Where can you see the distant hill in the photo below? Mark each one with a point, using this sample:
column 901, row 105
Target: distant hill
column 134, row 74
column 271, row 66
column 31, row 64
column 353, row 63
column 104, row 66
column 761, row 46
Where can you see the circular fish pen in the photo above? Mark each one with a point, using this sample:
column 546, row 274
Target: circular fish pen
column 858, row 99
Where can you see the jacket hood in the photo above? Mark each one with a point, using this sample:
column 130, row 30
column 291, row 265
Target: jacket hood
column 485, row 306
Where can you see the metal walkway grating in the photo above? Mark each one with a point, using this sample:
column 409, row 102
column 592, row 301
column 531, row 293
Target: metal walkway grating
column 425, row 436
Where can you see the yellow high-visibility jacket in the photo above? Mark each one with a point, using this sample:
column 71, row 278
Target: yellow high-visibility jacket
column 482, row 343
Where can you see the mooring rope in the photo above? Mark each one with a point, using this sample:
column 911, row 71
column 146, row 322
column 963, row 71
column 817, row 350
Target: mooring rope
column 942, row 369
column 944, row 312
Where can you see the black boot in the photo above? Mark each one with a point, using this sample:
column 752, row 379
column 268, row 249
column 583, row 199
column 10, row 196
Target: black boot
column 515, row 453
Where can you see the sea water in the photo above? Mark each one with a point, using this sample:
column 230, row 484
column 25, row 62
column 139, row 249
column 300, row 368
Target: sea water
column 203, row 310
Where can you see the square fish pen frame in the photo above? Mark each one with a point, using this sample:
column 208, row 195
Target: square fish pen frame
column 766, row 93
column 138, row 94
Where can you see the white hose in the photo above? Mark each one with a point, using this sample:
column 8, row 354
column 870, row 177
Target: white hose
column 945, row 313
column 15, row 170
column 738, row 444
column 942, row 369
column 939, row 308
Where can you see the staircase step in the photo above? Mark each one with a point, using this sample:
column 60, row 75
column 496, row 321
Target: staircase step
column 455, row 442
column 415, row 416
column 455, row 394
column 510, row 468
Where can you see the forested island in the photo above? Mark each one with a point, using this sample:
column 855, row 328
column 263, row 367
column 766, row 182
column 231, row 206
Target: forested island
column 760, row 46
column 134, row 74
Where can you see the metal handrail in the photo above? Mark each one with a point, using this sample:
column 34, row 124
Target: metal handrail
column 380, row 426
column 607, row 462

◆ **Task objective**:
Please write out every record shown above exactly as it reads.

◆ **Solution**:
Where can you see the distant hill in the photo below? Mark each one with a point, using this sample:
column 901, row 105
Target: distant hill
column 134, row 74
column 271, row 66
column 31, row 64
column 353, row 63
column 104, row 66
column 761, row 46
Where can you see the circular fish pen in the photo above? Mark each one with a point, using this sample:
column 546, row 274
Target: circular fish pen
column 858, row 99
Where can you see the jacket hood in the photo above? Mark each one with a point, using this sample:
column 130, row 30
column 291, row 265
Target: jacket hood
column 485, row 306
Where can you see the metal walkway grating in the photo above? Mark each one with a point, using this sample:
column 409, row 102
column 592, row 301
column 531, row 293
Target: metal walkway grating
column 425, row 436
Where can you see the yellow high-visibility jacket in the photo above? Mark each one with a point, using this sample:
column 71, row 278
Target: yellow high-visibility jacket
column 482, row 343
Where can you see the mooring rope in the photo above? Mark each one with a point, using this sample:
column 911, row 71
column 146, row 322
column 963, row 71
column 817, row 350
Target: mooring rope
column 942, row 369
column 944, row 312
Where can you see the black boot in the photo above? Mark each one with a point, using this sample:
column 752, row 379
column 268, row 249
column 583, row 199
column 10, row 196
Target: black boot
column 515, row 453
Where can you see the sea water in the photo above? Mark each one with a point, using this sample:
column 230, row 484
column 25, row 62
column 139, row 249
column 300, row 368
Target: sea water
column 203, row 310
Where can you see the square fish pen frame in the photo above? Mark each one with a point, using this sample:
column 208, row 195
Target: square fish pen frame
column 766, row 93
column 138, row 94
Where can you see the white hose in the photo above? Mark each one with a point, using this sample:
column 8, row 354
column 870, row 177
Target: white hose
column 945, row 313
column 15, row 170
column 738, row 444
column 942, row 369
column 939, row 308
Where can you see the staircase step in the photo above? Mark each one with a point, using this sample:
column 60, row 75
column 496, row 321
Target: staircase step
column 455, row 442
column 415, row 416
column 455, row 394
column 510, row 468
Where can you see the forested island in the photo above? Mark each one with a point, using this sample:
column 855, row 328
column 263, row 367
column 766, row 182
column 231, row 206
Target: forested island
column 760, row 46
column 134, row 74
Where can you see the metal handrail in the photo above? Mark each one with a point, using this sample:
column 34, row 124
Target: metal handrail
column 380, row 426
column 607, row 462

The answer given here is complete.